CONSIGNE: D'après l'article sur le Pays Cœur d'Hérault, expliquez en une à trois phrases ce qui fait de cette structure un syndicat « mixte ».

Le syndicat mixte du Pays Cœur d’Hérault, moteur de projets territoriaux de ses adhérents
Voici le premier article de notre saga mettant en lumière les territoires engagés dans la transition énergétique.
Thierry Laniesse est le directeur du syndicat mixte du Pays Cœur d’Hérault. TEPOS[1], référent de l’Agenda 21 et ancien TEPCV[2], ce territoire aux dynamiques multiples, regroupe trois intercommunalités : le Clermontais, le Lodévois et le Larzac et la Vallée de l’Hérault dans le Languedoc.
Cette structure, « moteur des projets territoriaux » accompagne des collectivités, dont certaines lui délèguent une partie de leurs compétences : sur des missions de politiques publiques en matière d’énergie, d’aménagement du territoire et même de promotion du tourisme. Retour sur l’engagement riche du Pays Coeur d’Hérault en matière de transition énergétique, alliant tourisme, politique agricole, culture et dynamique des entreprises.
Hellio : Parlez-nous du Pays Cœur d’Hérault, de son organisation et de son engagement écologique et énergétique ?
Thierry Laniesse : Le Pays Coeur d’Hérault regroupe trois intercommunalités : le Clermontais, le Lodévois et le Larzac et la Vallée de l’Hérault, soit un ensemble de 77 communes réunissant près de 80 000 habitants. Ce syndicat mixte – réunissant des collectivités de nature différente – compte deux compétences déléguées : l’élaboration du SCoT[3] et le plan climat[4].

DONNÉES FOURNIES:

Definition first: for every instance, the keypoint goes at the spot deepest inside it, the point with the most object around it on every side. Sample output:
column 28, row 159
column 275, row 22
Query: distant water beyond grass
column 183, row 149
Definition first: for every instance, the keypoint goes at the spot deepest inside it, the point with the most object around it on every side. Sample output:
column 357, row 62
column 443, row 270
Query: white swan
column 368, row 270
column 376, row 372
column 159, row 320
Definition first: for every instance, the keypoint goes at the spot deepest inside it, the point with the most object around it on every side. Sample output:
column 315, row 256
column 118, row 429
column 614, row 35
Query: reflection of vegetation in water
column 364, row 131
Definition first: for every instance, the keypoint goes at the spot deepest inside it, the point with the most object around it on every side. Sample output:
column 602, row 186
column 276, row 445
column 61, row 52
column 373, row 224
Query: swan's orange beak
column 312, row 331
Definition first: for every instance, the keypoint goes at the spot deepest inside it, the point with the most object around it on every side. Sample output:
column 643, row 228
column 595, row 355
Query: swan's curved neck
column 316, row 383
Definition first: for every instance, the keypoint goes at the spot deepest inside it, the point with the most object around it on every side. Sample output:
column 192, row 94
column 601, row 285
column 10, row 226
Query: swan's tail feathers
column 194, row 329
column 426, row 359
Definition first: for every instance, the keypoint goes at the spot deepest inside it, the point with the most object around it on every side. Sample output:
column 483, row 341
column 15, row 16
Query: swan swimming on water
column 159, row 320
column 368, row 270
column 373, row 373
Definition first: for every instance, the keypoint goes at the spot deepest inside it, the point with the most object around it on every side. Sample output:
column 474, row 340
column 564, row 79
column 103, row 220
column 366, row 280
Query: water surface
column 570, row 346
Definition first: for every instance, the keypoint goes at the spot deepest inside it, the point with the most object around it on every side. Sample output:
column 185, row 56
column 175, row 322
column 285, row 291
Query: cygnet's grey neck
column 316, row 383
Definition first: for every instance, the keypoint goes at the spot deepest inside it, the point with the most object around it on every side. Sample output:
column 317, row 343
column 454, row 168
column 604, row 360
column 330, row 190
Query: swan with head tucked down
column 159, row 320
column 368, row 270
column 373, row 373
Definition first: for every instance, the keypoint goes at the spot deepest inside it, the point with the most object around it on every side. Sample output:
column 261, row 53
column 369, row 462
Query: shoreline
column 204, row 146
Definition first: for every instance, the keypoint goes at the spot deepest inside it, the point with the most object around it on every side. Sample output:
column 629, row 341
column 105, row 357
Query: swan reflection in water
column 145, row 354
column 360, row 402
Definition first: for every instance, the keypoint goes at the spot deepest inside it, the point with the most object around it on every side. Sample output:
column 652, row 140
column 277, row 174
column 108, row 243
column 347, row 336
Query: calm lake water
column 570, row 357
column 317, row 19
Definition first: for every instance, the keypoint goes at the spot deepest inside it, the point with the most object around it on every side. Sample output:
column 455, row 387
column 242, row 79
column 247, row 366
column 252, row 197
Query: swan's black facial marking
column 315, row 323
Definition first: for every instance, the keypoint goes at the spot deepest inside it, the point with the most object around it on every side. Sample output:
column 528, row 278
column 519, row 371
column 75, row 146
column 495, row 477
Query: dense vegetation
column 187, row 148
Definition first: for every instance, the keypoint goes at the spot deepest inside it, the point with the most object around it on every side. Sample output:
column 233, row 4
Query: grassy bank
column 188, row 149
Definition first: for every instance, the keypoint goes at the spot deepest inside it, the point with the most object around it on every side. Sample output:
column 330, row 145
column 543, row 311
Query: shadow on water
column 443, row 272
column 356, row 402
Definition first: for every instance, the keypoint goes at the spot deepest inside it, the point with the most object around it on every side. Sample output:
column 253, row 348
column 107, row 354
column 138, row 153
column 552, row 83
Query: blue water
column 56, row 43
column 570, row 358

VOTRE RÉPONSE: Selon l'article, le syndicat est dit mixte parce qu'il réunit des collectivités de nature différente.